— start Records —
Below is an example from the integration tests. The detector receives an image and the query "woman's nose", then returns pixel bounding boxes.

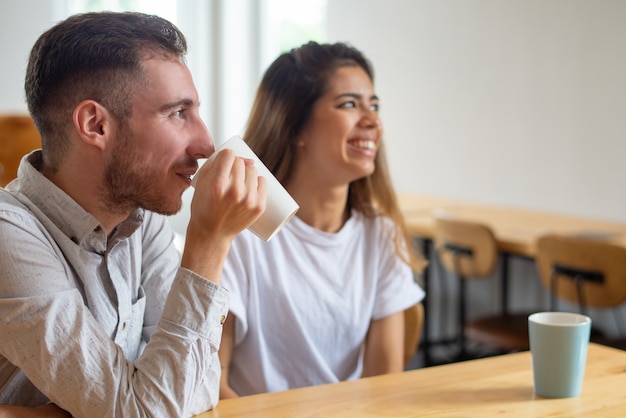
[360,109,380,128]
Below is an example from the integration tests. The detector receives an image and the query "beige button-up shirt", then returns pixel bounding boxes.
[0,151,228,418]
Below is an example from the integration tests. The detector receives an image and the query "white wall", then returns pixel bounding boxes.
[0,0,54,113]
[328,0,626,222]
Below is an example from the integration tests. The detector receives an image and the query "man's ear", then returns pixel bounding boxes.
[72,100,113,149]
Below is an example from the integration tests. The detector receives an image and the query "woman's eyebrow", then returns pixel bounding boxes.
[335,93,379,100]
[159,99,194,112]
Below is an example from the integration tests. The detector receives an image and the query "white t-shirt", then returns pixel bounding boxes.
[222,211,424,395]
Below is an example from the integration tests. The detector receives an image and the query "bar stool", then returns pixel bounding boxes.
[536,234,626,349]
[0,115,41,187]
[434,214,530,360]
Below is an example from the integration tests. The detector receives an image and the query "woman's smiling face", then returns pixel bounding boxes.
[296,65,382,184]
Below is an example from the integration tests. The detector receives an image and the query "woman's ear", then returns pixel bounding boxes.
[72,100,113,149]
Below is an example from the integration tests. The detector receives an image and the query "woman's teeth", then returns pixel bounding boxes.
[352,141,376,150]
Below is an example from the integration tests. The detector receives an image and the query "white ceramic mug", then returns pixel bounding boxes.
[528,312,591,398]
[192,135,300,242]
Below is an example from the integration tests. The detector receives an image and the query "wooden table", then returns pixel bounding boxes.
[398,194,626,258]
[398,193,626,365]
[197,344,626,418]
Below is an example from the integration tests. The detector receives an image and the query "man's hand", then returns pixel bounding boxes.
[181,149,267,283]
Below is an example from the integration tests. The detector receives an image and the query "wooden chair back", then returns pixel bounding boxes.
[404,303,424,367]
[434,216,498,278]
[536,234,626,309]
[0,115,41,187]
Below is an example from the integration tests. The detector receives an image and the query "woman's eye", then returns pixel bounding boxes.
[339,100,356,108]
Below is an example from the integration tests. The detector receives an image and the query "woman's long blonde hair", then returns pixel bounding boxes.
[244,42,424,271]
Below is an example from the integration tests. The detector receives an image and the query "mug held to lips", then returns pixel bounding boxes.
[191,135,300,242]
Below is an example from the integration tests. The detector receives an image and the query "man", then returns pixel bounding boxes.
[0,12,266,418]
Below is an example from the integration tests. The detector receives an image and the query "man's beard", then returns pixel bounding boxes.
[103,134,197,215]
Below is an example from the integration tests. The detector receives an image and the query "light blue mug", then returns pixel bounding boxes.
[528,312,591,398]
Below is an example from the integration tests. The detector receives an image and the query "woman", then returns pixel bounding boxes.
[220,42,424,398]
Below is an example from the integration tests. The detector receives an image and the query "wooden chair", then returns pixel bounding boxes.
[434,215,530,360]
[535,234,626,349]
[404,303,424,367]
[0,115,41,187]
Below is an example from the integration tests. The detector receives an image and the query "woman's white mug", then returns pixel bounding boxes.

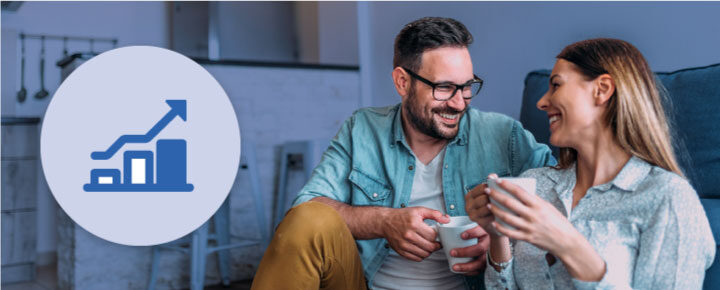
[432,216,478,273]
[488,177,536,234]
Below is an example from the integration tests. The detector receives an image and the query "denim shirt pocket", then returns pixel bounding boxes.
[348,168,392,206]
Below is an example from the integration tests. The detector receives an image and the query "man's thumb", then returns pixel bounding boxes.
[420,208,450,224]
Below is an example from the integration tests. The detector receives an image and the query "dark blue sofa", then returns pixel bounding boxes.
[520,64,720,289]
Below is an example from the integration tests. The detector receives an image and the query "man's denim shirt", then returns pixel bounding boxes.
[293,104,555,288]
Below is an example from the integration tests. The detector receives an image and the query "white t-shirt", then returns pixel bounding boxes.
[372,149,465,289]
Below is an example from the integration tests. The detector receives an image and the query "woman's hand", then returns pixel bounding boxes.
[487,179,581,255]
[486,174,606,281]
[465,183,496,236]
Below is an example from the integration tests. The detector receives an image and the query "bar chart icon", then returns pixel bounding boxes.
[83,100,194,192]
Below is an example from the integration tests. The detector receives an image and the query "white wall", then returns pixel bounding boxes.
[361,2,720,118]
[0,2,168,264]
[1,2,169,117]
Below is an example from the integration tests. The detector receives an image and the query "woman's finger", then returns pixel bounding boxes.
[496,178,537,206]
[489,188,530,217]
[492,222,527,242]
[488,204,529,231]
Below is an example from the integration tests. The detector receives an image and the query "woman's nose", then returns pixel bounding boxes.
[536,90,550,111]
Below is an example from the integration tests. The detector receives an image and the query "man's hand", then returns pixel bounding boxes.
[450,226,490,276]
[381,207,450,262]
[465,183,495,234]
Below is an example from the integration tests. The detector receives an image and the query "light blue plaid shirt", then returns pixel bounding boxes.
[294,104,555,289]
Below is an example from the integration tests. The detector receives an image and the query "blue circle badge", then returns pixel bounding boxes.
[40,46,240,246]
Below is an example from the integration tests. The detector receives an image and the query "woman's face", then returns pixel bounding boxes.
[537,59,604,149]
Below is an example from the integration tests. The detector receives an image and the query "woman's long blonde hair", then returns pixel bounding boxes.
[557,38,684,176]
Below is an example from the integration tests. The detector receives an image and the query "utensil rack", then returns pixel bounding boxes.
[18,33,118,54]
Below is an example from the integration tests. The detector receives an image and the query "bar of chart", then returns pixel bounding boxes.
[83,100,194,192]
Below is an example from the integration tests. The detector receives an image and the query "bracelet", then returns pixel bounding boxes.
[486,251,512,271]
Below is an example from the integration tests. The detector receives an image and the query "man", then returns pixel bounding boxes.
[253,18,555,289]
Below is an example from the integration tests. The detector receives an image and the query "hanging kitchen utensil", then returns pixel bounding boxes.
[18,34,27,103]
[35,36,49,99]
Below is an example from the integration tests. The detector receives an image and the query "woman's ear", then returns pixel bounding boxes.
[392,66,410,100]
[593,74,615,106]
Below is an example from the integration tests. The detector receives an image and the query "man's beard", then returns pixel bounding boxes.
[403,85,467,140]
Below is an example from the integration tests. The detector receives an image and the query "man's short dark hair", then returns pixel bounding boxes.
[393,17,472,72]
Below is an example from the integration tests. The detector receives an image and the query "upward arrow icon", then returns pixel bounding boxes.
[90,100,187,160]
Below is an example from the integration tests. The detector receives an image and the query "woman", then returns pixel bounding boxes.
[466,39,715,289]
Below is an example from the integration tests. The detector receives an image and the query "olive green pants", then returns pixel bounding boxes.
[252,201,367,290]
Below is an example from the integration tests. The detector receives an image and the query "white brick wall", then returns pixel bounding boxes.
[58,65,359,289]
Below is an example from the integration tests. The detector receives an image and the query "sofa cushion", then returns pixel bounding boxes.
[520,64,720,198]
[700,198,720,289]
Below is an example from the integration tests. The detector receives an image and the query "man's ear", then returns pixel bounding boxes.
[392,66,410,100]
[593,74,615,106]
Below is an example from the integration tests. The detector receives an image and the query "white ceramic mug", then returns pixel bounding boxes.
[432,216,478,274]
[488,177,536,234]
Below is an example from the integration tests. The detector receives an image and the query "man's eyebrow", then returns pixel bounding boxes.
[548,74,560,83]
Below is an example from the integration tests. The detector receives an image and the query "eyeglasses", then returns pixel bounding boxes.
[403,67,483,101]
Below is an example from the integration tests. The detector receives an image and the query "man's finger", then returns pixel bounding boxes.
[498,179,536,206]
[450,244,487,258]
[418,207,450,224]
[467,183,487,198]
[401,242,431,262]
[453,259,485,275]
[466,192,490,210]
[460,225,489,240]
[408,231,438,253]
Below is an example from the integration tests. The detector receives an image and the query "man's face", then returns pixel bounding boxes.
[403,47,473,140]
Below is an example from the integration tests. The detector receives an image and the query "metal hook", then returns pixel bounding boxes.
[63,36,67,56]
[40,35,45,56]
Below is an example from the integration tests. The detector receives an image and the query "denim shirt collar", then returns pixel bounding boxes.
[546,155,652,192]
[390,103,469,149]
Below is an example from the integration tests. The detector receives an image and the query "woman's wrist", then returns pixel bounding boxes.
[487,234,512,272]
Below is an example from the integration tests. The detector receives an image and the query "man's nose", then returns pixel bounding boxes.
[535,90,550,111]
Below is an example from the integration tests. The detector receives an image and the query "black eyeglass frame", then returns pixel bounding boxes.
[402,67,484,101]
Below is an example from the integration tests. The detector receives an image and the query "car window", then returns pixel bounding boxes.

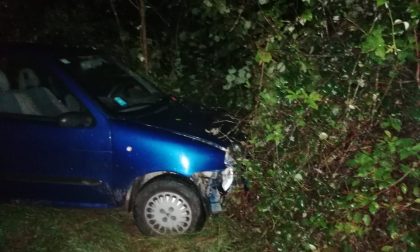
[0,55,84,118]
[57,55,163,112]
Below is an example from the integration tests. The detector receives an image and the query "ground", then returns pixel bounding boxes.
[0,204,241,252]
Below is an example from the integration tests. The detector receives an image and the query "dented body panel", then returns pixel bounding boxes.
[0,43,233,212]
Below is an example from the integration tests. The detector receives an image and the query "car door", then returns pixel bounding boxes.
[0,54,112,206]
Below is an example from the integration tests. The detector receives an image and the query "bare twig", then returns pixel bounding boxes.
[109,0,125,48]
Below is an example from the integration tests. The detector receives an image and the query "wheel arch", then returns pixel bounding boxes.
[124,171,208,217]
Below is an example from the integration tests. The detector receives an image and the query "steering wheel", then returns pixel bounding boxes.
[106,84,125,98]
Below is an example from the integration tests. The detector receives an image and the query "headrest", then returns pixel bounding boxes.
[0,71,10,92]
[18,68,39,90]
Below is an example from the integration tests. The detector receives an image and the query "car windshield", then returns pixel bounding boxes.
[59,55,163,112]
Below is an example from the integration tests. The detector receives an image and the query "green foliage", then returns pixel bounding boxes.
[0,0,420,251]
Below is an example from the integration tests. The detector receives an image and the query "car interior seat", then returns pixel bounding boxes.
[18,68,68,117]
[0,70,22,114]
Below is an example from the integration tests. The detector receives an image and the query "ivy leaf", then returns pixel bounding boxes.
[362,27,386,60]
[255,50,272,64]
[376,0,387,7]
[369,202,380,214]
[362,214,371,226]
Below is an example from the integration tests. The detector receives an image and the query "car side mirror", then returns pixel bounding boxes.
[58,112,93,128]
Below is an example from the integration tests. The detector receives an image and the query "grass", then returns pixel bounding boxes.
[0,204,249,252]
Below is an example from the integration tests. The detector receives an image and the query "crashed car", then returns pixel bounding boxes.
[0,45,235,235]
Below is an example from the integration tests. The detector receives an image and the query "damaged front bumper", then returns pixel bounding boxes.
[192,150,235,214]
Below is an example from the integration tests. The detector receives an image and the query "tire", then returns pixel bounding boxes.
[133,178,205,236]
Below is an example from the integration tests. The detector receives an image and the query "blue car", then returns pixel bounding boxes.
[0,45,235,235]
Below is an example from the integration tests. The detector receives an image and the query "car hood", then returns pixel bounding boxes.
[120,101,232,148]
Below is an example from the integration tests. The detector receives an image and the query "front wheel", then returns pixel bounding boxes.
[134,178,205,235]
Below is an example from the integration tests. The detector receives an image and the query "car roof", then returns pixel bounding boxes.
[0,43,99,57]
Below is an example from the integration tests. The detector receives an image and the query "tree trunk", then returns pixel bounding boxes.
[139,0,149,72]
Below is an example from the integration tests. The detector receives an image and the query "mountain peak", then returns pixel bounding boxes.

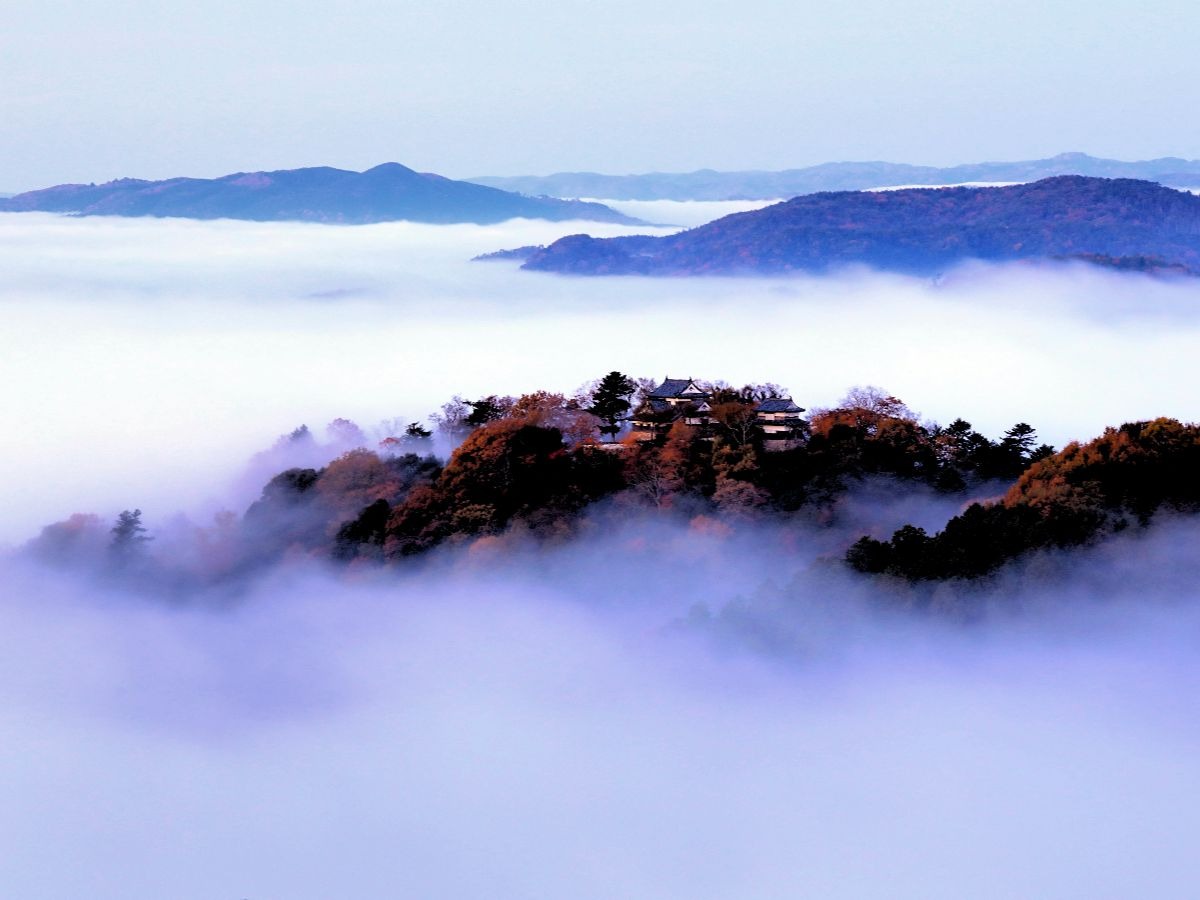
[524,175,1200,275]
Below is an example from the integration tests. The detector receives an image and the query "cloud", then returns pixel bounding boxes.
[7,210,1200,900]
[7,214,1200,540]
[0,511,1200,900]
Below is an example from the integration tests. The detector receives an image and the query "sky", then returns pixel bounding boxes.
[0,0,1200,191]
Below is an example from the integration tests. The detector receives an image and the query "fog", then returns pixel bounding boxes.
[0,511,1200,900]
[0,211,1200,541]
[7,210,1200,900]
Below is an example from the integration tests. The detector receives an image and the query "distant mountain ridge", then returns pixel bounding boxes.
[468,152,1200,200]
[523,175,1200,275]
[0,162,641,224]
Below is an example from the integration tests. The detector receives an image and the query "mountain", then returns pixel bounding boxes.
[0,162,638,224]
[523,175,1200,275]
[469,152,1200,200]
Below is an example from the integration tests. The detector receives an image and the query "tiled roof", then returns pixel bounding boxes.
[754,397,804,413]
[649,378,694,397]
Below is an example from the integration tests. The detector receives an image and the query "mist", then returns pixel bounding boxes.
[0,210,1200,541]
[7,508,1200,900]
[7,204,1200,900]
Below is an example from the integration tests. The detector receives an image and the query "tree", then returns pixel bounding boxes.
[109,509,154,559]
[588,370,637,442]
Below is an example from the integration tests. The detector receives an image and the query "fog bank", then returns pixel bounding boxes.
[0,513,1200,900]
[0,214,1200,541]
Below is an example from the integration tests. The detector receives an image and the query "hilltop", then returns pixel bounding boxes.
[524,175,1200,275]
[0,162,638,224]
[469,152,1200,200]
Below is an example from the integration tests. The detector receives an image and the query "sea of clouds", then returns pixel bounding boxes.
[0,210,1200,900]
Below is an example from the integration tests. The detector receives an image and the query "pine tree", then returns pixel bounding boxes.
[588,370,637,440]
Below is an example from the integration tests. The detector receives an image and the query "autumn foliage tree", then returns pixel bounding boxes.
[846,419,1200,581]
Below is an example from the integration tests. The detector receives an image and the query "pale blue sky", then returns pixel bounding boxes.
[0,0,1200,190]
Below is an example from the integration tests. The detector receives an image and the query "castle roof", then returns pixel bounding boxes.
[647,377,708,398]
[754,397,804,413]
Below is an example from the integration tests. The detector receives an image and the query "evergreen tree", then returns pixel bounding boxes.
[588,370,637,440]
[109,509,154,563]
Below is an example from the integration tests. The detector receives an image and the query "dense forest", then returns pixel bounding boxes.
[26,372,1200,600]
— end Records —
**Written instruction**
Copy the data above again word for word, starting at its first line and ending at the line that contains "[181,149,267,283]", including both of those lines. Omit the pictures from your copy.

**Response to the exercise**
Below is an example from the integration tests. The detector receives an image and the query "woman's nose", then returns pixel bounding boxes.

[360,109,380,128]
Below is an example from the integration tests. The detector receives an image and the query "beige button-up shirt", then returns pixel bounding boxes.
[0,151,228,418]
Below is an example from the integration tests. The detector receives an image and the query "white wall", then returns pixel bounding boxes.
[0,0,54,113]
[328,0,626,222]
Below is an example from the integration tests. The detector receives an image and the query "man's ear", then returns pixel bounding boxes.
[72,100,113,149]
Below is an example from the integration tests. The detector receives an image and the query "woman's eyebrow", then returns pixel bounding boxes.
[335,93,379,100]
[159,99,194,112]
Below is an example from the integration tests. The detector receives an image and the query "white t-shirt", then returns pixel bounding boxes.
[222,211,424,395]
Below is an example from the integration tests. The detector receives an image and the query "bar stool", then returns pixel bounding boxes.
[536,234,626,349]
[0,115,41,187]
[434,214,530,360]
Below is an example from the integration tests. The detector receives an image and the query "woman's smiling face", then returns pixel bounding boxes.
[296,65,382,184]
Below is an example from the integration tests. The detector receives an image and the query "woman's ear", then returns pixel bounding boxes.
[72,100,113,149]
Below is an example from the integration tests. The detector receives an image and the query "woman's teeth", then returns pixel bounding boxes.
[352,141,376,150]
Below is an example from the integration tests. The detector receives an image and the query "white ceramic mug", then returns pixel bounding boxes.
[528,312,591,398]
[192,135,300,242]
Below is an example from the integration tests. The detector receives an image and the query "wooden table", then returns pixel bounding boxes.
[398,194,626,258]
[398,193,626,365]
[197,344,626,418]
Below is an example from the integration tests. The detector receives an image and the query "man's hand", then returns pixel bounding boxes.
[181,149,267,283]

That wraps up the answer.